# TASK STATEMENT
Select each line of the material below that contains the word "yellow" and copy those lines out. Case counts when matching.

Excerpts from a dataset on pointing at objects

□ □ □ □

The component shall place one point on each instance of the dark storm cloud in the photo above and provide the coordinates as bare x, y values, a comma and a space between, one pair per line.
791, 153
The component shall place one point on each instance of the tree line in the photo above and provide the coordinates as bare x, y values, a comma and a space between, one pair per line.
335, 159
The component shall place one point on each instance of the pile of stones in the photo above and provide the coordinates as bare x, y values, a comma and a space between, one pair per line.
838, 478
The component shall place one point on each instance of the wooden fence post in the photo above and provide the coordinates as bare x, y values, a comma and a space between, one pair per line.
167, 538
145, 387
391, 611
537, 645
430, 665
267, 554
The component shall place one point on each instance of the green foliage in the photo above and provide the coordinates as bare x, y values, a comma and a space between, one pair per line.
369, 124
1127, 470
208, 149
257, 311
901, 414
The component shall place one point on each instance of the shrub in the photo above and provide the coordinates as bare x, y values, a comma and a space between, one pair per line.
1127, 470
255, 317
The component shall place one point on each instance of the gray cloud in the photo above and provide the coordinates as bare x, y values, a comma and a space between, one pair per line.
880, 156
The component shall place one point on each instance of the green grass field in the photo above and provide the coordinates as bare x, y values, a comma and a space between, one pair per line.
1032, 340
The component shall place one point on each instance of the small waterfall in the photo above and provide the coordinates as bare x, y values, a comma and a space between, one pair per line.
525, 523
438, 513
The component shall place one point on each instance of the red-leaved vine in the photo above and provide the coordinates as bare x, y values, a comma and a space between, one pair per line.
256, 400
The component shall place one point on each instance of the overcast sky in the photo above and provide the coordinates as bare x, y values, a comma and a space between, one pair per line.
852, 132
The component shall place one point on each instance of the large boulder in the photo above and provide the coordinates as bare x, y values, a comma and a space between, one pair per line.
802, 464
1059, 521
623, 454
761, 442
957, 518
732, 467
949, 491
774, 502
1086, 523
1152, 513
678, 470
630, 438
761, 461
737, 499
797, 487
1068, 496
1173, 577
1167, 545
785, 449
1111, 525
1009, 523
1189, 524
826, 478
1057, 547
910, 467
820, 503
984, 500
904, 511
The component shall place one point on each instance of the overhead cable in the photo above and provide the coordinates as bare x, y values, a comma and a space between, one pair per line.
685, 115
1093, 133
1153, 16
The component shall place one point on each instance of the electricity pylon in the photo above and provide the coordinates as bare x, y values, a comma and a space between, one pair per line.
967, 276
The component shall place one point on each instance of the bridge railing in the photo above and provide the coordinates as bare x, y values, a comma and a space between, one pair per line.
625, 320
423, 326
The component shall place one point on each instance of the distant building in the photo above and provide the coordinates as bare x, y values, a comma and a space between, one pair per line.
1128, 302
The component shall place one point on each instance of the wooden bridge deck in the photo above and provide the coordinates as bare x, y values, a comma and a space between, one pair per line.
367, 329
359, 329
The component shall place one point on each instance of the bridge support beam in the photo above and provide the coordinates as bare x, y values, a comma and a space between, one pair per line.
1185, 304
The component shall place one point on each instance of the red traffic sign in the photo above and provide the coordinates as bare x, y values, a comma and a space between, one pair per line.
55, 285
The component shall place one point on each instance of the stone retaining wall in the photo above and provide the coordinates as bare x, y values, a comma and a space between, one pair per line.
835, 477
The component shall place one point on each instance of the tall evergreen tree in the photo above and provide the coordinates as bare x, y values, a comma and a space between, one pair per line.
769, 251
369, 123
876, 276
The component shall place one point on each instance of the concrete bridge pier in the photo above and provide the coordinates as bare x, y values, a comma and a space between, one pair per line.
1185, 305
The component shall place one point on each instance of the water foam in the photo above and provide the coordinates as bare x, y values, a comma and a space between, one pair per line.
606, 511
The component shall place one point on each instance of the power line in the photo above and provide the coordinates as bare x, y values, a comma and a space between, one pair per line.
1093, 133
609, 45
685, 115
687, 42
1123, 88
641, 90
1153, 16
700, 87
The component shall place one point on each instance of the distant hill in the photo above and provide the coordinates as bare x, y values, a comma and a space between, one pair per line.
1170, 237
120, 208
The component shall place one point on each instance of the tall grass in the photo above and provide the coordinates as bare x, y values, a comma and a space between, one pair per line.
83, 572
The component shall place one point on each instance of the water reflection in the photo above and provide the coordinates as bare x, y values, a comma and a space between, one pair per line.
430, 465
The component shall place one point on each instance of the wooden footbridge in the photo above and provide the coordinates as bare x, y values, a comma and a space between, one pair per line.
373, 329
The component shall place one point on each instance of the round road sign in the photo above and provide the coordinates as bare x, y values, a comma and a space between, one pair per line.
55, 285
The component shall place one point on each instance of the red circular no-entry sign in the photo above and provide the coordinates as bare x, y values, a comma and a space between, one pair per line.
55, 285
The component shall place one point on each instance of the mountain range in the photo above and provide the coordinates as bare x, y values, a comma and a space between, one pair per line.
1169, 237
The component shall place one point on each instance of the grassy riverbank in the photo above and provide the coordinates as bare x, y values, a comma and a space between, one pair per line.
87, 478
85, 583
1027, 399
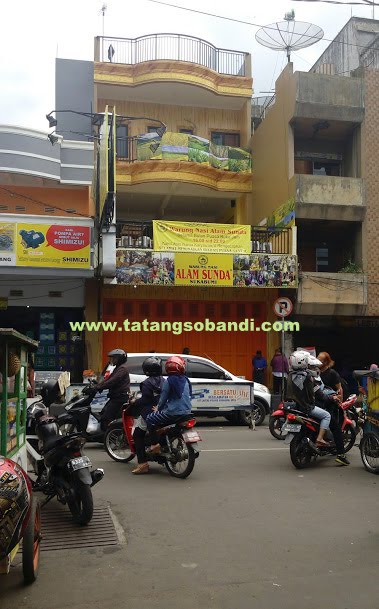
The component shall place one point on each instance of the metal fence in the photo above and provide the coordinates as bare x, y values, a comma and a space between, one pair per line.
175, 47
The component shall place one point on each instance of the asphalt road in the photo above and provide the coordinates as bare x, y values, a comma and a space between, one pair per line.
245, 531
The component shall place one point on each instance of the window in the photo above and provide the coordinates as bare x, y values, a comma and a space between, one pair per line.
225, 139
122, 142
200, 370
326, 168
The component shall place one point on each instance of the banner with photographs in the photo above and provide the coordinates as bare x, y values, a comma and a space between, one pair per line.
186, 147
147, 267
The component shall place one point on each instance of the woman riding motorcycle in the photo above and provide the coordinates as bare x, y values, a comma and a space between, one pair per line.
300, 389
118, 384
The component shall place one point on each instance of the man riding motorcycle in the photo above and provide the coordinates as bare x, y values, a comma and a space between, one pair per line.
118, 384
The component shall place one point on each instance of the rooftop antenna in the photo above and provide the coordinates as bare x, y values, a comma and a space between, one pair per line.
289, 35
102, 10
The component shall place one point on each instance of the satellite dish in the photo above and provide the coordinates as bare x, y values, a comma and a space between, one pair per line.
289, 35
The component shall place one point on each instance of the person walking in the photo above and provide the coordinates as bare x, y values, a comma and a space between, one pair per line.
279, 365
259, 367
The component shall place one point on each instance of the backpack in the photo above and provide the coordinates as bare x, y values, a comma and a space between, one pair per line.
345, 389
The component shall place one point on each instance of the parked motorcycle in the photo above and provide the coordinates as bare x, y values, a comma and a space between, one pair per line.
62, 469
302, 432
278, 418
180, 448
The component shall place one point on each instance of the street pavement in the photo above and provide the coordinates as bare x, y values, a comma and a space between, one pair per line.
245, 531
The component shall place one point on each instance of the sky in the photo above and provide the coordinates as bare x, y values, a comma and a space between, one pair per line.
34, 33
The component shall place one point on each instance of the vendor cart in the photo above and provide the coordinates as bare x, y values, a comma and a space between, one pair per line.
15, 349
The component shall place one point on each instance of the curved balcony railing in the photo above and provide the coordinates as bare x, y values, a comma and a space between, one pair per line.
175, 47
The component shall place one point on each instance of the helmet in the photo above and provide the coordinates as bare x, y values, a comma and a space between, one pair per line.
50, 392
120, 355
175, 365
152, 366
299, 360
15, 498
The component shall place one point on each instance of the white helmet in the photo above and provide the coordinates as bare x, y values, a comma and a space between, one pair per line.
299, 360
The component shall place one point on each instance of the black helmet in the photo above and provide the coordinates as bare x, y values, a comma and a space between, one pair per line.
152, 366
50, 392
120, 354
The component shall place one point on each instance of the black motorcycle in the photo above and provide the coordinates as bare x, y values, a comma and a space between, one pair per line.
62, 469
79, 418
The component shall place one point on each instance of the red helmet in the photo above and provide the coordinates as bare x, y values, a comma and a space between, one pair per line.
175, 365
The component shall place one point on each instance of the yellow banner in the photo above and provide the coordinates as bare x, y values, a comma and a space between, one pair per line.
53, 245
200, 237
204, 269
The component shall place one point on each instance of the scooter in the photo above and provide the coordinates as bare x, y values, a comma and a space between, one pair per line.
180, 442
278, 417
302, 432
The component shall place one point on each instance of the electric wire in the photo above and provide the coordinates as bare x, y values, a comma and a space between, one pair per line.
257, 25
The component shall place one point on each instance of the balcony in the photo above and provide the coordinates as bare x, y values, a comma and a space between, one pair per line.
324, 97
328, 197
332, 294
183, 158
176, 61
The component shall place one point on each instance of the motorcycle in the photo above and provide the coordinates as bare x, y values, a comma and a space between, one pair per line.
79, 418
302, 431
180, 449
278, 417
61, 468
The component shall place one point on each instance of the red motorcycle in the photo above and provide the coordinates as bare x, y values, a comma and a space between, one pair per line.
20, 520
278, 418
302, 431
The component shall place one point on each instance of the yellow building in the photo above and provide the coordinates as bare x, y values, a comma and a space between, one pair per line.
198, 171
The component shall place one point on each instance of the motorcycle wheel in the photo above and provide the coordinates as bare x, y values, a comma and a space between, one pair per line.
369, 448
256, 414
182, 468
301, 455
81, 504
275, 426
349, 437
117, 445
31, 544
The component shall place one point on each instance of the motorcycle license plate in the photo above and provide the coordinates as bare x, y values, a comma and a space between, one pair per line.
291, 428
80, 463
191, 436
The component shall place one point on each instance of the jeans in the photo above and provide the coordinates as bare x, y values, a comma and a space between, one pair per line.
322, 415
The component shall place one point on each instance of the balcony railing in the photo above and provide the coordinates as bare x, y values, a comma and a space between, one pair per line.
183, 147
175, 47
263, 241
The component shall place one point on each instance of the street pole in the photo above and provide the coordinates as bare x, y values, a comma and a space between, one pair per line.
283, 385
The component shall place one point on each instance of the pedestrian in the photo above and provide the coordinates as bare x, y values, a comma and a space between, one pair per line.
259, 365
329, 376
279, 365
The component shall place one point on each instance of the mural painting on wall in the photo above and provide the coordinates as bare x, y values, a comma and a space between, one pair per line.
147, 267
184, 147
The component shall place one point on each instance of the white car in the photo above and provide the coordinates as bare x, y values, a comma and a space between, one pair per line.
216, 392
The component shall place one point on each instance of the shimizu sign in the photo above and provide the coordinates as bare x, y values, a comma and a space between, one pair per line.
200, 237
204, 269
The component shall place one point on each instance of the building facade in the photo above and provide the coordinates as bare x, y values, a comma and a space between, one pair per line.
317, 139
46, 242
197, 171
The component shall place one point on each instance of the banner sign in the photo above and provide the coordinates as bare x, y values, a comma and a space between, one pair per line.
204, 237
185, 147
147, 267
45, 245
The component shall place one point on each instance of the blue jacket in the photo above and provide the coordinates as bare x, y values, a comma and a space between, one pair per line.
175, 406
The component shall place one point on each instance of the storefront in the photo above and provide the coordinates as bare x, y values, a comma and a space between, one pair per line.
15, 349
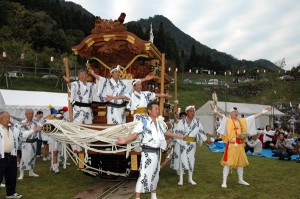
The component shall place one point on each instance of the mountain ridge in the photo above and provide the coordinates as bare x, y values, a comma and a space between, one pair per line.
185, 41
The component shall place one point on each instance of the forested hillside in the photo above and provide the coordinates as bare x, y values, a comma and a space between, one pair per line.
32, 31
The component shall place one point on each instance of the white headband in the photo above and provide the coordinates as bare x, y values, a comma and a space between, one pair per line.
136, 81
189, 107
115, 68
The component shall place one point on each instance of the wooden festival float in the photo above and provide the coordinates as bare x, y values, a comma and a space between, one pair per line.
110, 44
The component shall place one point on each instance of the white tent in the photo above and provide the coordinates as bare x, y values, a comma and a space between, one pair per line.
17, 101
204, 113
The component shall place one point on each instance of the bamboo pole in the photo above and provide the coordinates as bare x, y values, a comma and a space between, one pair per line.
70, 108
175, 92
162, 84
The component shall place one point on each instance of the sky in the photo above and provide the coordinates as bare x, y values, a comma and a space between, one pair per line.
245, 29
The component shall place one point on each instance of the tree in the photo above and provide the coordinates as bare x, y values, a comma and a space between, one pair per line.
280, 63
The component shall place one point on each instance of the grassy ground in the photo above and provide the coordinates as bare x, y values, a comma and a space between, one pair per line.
268, 178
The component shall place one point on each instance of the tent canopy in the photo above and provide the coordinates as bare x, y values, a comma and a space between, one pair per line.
204, 113
17, 101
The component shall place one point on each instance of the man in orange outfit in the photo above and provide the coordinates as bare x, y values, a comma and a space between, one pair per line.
234, 132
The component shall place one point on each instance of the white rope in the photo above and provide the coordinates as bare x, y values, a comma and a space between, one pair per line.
85, 136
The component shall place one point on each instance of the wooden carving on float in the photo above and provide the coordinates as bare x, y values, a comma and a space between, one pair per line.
110, 44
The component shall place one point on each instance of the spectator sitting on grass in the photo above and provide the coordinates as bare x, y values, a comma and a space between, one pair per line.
282, 149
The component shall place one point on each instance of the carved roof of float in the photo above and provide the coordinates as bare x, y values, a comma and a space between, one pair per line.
110, 38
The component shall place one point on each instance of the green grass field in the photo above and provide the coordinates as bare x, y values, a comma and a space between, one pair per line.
268, 178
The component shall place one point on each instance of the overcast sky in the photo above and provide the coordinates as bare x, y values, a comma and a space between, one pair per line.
245, 29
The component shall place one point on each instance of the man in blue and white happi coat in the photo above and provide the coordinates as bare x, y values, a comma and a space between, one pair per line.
81, 98
112, 91
29, 145
152, 139
9, 135
139, 99
183, 157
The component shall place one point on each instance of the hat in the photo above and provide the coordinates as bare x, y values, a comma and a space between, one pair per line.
189, 107
233, 109
113, 68
58, 116
52, 109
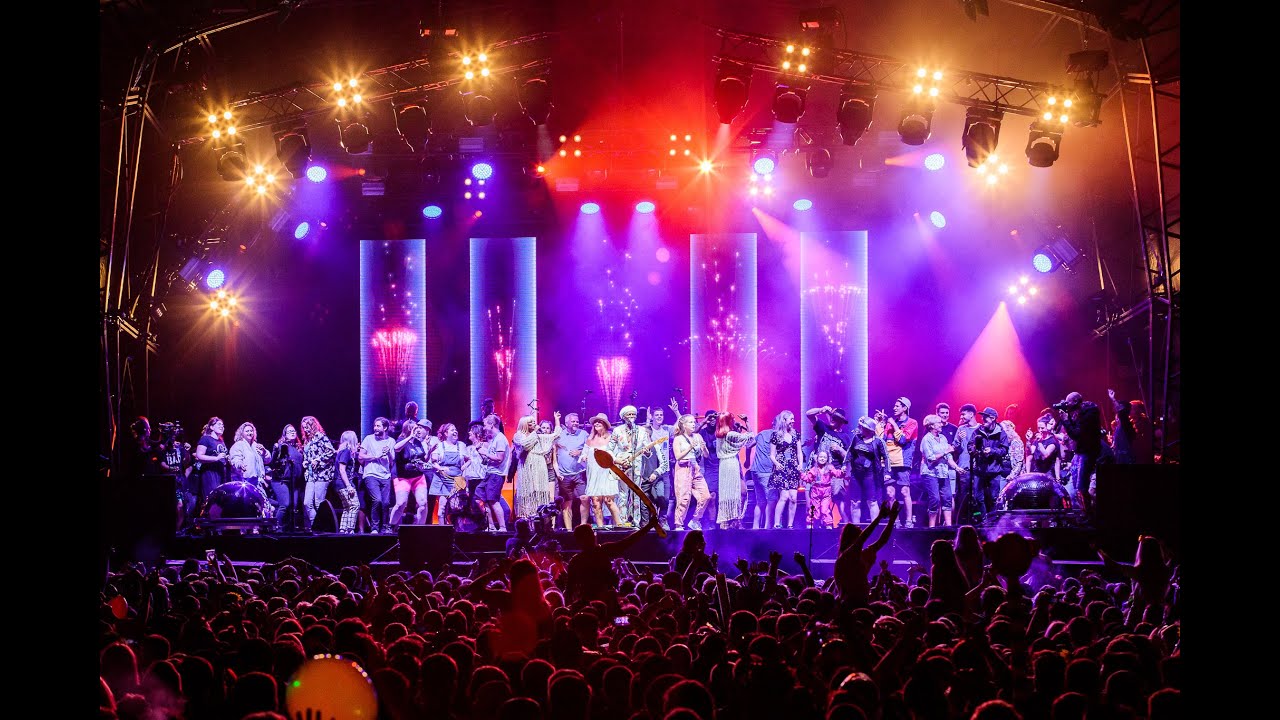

□ □ □ □

# OUTPUT
The component shall place one point on each instance of the yellow banner in the photo above and provide the coordinates as bare x, y values, a comma and a space between, one pair per line.
The component shall place one point on each instance of the yellow building in the photo above and provide the coordinates as bare x, y values, a comma and a space between, one pair per line.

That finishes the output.